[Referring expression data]
################

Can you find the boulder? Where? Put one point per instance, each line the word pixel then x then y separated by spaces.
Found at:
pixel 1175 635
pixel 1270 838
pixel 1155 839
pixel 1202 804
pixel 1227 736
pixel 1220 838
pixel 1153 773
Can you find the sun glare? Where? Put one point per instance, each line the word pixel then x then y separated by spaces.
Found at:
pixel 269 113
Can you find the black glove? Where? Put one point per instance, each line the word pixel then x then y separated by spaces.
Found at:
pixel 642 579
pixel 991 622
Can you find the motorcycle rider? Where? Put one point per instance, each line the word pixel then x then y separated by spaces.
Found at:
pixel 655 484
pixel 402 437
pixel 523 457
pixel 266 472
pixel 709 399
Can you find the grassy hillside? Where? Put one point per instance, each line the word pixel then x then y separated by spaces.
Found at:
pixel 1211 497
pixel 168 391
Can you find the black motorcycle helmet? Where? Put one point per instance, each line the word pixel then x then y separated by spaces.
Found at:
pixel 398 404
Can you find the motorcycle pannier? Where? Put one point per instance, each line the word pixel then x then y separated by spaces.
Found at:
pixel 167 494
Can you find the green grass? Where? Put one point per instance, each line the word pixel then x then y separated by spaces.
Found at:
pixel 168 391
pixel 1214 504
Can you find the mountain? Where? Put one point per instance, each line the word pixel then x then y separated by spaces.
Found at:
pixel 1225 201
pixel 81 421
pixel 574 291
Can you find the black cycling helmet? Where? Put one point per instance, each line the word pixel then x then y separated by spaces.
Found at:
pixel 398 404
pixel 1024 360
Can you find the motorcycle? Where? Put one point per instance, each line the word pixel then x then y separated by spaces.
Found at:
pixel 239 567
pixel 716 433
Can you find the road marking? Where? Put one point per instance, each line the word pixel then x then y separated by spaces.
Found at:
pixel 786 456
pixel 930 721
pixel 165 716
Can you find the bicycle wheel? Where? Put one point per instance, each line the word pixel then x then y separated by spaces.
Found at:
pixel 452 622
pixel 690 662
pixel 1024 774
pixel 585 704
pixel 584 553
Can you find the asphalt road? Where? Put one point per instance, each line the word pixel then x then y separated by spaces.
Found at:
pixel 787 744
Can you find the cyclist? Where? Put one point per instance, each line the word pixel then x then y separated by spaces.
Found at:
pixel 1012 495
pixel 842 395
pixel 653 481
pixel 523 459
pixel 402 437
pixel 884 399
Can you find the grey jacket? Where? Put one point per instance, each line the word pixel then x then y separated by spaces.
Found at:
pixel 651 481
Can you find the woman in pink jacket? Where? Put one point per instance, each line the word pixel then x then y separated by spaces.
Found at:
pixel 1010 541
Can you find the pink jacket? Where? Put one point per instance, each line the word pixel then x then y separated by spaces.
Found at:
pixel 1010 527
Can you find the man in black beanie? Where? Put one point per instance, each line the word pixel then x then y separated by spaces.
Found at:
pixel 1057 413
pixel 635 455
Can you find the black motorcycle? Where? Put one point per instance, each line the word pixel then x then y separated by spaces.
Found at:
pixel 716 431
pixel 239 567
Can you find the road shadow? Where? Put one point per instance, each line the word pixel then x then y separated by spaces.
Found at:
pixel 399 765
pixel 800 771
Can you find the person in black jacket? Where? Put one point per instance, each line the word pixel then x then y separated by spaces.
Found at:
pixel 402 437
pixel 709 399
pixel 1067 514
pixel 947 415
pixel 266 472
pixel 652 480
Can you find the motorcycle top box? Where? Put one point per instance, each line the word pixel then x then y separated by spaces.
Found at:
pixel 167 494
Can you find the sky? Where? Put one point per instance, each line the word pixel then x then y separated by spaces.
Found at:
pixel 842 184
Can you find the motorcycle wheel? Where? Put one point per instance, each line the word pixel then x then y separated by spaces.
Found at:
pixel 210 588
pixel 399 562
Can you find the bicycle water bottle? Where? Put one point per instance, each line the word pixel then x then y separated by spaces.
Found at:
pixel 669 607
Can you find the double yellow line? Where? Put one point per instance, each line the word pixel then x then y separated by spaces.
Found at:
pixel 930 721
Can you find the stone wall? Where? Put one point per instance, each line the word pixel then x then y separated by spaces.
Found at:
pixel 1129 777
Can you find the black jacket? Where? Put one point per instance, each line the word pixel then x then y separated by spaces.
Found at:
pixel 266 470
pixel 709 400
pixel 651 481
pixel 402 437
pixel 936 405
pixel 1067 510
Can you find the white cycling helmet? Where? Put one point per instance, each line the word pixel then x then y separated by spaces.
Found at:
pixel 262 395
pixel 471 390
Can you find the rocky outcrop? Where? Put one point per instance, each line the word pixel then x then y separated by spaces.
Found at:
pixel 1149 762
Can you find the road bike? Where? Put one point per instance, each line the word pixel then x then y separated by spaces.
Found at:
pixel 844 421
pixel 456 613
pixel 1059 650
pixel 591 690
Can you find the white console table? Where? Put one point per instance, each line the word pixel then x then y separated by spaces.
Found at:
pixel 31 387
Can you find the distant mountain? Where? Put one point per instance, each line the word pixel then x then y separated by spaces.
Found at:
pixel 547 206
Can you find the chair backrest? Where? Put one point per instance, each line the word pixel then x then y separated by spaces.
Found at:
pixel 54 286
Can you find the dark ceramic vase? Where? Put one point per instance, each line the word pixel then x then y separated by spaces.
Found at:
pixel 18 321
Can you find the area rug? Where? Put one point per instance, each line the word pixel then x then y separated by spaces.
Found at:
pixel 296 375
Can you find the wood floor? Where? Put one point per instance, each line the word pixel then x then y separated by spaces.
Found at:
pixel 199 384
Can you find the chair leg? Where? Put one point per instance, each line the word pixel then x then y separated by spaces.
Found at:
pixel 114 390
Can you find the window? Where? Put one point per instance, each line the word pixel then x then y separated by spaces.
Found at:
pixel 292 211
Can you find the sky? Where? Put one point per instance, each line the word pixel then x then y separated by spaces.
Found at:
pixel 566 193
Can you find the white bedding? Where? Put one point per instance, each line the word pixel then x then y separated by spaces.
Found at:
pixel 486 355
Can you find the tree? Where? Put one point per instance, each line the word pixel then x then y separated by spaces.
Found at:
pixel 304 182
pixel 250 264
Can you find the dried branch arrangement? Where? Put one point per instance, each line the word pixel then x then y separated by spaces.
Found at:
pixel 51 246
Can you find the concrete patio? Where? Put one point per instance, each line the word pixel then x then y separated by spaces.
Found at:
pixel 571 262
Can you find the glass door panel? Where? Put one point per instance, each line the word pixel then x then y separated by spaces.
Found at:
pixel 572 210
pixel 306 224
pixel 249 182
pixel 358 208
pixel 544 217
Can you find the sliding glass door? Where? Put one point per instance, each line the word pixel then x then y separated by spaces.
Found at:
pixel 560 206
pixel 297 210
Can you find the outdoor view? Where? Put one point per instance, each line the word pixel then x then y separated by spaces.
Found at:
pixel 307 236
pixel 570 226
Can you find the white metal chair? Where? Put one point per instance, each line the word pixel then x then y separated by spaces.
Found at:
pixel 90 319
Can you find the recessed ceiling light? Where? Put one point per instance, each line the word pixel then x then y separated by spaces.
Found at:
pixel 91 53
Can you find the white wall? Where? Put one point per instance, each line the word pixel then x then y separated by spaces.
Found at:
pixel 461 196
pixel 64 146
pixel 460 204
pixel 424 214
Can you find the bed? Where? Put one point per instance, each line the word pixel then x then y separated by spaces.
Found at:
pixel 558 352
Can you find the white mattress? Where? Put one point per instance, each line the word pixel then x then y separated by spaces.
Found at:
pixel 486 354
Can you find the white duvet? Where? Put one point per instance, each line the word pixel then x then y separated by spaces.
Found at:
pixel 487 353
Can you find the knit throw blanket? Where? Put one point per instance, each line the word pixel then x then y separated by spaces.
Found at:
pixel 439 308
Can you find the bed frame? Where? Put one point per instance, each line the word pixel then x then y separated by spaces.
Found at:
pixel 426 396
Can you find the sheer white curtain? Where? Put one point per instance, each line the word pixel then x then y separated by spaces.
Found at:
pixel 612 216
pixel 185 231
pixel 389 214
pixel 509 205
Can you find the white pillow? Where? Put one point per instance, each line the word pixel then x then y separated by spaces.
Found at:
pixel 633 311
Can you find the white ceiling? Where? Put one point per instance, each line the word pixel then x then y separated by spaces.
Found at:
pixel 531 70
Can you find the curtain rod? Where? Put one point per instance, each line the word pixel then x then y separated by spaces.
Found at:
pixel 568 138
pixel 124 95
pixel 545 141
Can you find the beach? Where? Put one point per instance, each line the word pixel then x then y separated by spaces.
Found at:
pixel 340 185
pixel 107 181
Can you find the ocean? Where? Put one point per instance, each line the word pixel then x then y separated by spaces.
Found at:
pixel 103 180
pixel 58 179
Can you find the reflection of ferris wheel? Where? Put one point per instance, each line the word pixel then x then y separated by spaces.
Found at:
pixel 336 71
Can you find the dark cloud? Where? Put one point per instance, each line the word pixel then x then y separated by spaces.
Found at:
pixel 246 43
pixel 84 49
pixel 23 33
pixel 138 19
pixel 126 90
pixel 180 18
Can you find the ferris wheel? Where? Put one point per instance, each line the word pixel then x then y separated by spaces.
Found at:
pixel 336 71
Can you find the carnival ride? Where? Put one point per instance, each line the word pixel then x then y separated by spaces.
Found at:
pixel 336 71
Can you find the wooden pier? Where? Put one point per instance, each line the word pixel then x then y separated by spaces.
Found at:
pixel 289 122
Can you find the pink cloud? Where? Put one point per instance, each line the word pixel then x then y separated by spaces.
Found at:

################

- What you should do
Find the lines that mention "bicycle" in the entries and show them.

- Solution
Can you find the bicycle wheel? Where? Put one point per instance, each line the word pixel then x then y separated by spaces.
Can you find the bicycle water bottle? Where? Put one point per instance, each line the word pixel then x then y separated by spaces.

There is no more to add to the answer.